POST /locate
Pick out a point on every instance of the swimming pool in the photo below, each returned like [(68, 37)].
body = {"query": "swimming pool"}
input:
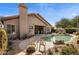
[(52, 38)]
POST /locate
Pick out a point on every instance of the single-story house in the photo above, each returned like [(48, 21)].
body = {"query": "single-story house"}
[(24, 23)]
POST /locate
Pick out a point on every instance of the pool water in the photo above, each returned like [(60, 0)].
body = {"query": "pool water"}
[(58, 37)]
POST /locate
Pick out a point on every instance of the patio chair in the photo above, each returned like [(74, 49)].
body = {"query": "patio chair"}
[(42, 47)]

Exercise description.
An exact retyping of the material, minus the pictures, is the required answer.

Problem solution.
POST /locate
Pick out a point on every instance of the swimming pool in the photo below, each returned like [(68, 37)].
body = {"query": "swimming pool"}
input:
[(52, 38)]
POST /locate
Pick out a point on every instance of the single-story house in the photo above, each returned like [(48, 21)].
body = {"query": "single-story house"}
[(24, 23)]
POST /locate
Pick out a point on every instance of the pool water in the photo above, each returned like [(60, 0)].
body = {"query": "pool water"}
[(58, 37)]
POST /locate
Pick out a point on every instance of the patio chair in the photo above, each returned like [(74, 49)].
body = {"query": "patio chair"}
[(42, 47)]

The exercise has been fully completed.